╭─ Data supplied

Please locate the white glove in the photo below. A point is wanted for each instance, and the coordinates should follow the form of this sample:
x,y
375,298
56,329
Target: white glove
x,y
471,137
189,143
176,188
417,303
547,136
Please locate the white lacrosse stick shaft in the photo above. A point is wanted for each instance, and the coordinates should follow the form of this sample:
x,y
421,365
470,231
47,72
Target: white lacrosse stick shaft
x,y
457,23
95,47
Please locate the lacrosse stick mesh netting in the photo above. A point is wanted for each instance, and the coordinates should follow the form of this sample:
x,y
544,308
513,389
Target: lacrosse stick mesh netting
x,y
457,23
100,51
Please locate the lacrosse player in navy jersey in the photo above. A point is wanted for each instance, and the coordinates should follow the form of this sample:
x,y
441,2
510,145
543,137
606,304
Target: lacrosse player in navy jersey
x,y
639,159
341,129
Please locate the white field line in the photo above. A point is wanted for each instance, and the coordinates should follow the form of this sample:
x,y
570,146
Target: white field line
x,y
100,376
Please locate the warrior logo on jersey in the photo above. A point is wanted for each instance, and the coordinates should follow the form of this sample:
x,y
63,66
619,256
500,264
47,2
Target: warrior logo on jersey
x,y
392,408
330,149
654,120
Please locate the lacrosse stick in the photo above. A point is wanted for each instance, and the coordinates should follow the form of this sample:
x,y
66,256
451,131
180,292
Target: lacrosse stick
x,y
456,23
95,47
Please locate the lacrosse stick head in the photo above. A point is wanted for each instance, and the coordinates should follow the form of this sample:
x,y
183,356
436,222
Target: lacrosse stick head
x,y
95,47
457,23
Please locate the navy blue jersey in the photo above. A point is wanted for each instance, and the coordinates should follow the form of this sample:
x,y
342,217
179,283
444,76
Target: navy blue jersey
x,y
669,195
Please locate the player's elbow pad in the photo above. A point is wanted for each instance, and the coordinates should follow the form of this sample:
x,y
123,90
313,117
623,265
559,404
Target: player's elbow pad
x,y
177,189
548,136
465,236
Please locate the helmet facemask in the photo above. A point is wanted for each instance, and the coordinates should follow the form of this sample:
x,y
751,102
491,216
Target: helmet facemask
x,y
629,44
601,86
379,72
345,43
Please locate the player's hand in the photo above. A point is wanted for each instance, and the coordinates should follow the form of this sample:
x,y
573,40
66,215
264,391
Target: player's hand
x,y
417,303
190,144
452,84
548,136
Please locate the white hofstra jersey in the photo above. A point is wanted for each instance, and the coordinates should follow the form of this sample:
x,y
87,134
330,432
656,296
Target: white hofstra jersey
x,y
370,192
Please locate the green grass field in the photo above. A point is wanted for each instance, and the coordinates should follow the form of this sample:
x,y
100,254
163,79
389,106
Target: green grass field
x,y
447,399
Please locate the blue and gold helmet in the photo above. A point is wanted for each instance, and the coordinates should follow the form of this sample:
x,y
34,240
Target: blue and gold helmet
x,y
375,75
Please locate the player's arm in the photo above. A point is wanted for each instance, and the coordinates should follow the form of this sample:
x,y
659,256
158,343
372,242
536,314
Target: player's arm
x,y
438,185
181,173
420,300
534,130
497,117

╰─

§ What this task involves
Every record above should be written out exactly.

§ Response
Please locate the white glove in the photo below. A point is wanted for each instance, and the coordinates should follow the form of this sample:
x,y
375,298
56,329
Target: white glove
x,y
471,137
189,143
176,188
417,303
547,136
Please locate the white lacrosse stick shaft in the photo above. A point is wanted for each instance, and the coordinates should follow the form of this sample:
x,y
421,365
470,231
47,72
Target: white lacrosse stick shaft
x,y
457,23
95,47
Please locate the lacrosse stick mesh netting in the photo above. A point is wanted for each instance, and the coordinates should follow the form of this sample:
x,y
544,308
513,389
Target: lacrosse stick mesh netting
x,y
457,23
100,51
Please locate the lacrosse player in navy jersey in the photo above. A point is wanted for each instance, and the coordinates should follow the form of this sample:
x,y
441,2
510,145
543,137
606,304
Target: lacrosse player in navy jersey
x,y
639,159
341,129
Please locate the white field line in the photo above. A point is wanted for each instance, and the coordinates should follow the form of this sample:
x,y
570,146
Target: white field line
x,y
100,376
Please locate the warrior logo on jersey in the photo above. A point is wanted for each instance, and the coordinates should follow the form of this sample:
x,y
63,66
619,256
500,264
47,2
Target: warrior logo on jersey
x,y
392,408
330,149
654,120
Please locate the lacrosse stick in the photo above. A point is wanted for each instance, and the coordinates should follow the form of this sample:
x,y
66,256
451,131
180,292
Target: lacrosse stick
x,y
456,23
95,47
Please locate the lacrosse stick head in the photo above. A point is wanted for each instance, and the coordinates should follow the form of this sample:
x,y
183,356
436,222
Target: lacrosse stick head
x,y
95,47
457,23
Please locate the navy blue jersey in the photo above. A point is wanted for each instance, and the coordinates should follow the form of this sample:
x,y
342,217
179,283
444,76
Target: navy blue jersey
x,y
669,195
Please locate the player's elbow pad in the photo above. A point is wanted for each instance, and the coordinates should follow the form of this sample:
x,y
123,90
313,117
623,265
559,404
Target: player's elbow pad
x,y
177,189
548,136
465,236
Please locate the helmet facemask in the photo above. A point is wanted for each instance, and the coordinates should follow the form of this sample:
x,y
751,102
491,216
Target: helmet facemask
x,y
629,44
601,86
379,72
345,43
Please locate the player's hand in the photo above. A point is wanted for each instance, and the coordinates should follow the form of this sample:
x,y
573,40
66,215
264,391
Target: player's hand
x,y
417,303
190,144
452,84
548,136
Please locate the white hofstra jersey in the photo above. A point is wanted for each instance, and the coordinates should follow the form of this sample:
x,y
87,134
330,432
656,296
Target: white hofstra jersey
x,y
370,192
Please locate the green grass field in the photo above. A point is wanted for each instance, and the coordinates should follow the form of this sample:
x,y
100,254
163,79
389,106
Target: green grass field
x,y
447,399
Please locate the blue and gold helmet in the photo above. A point is wanted for each instance, and the coordinates should follow the form of this sample:
x,y
34,240
Target: blue and gold helmet
x,y
375,75
Please locate the player's arm in the photo above. A point is wanted for each instance, and the coordinates should follow the form of this sample:
x,y
659,256
158,343
372,242
536,314
Target: player's arm
x,y
438,185
181,173
420,300
534,130
497,117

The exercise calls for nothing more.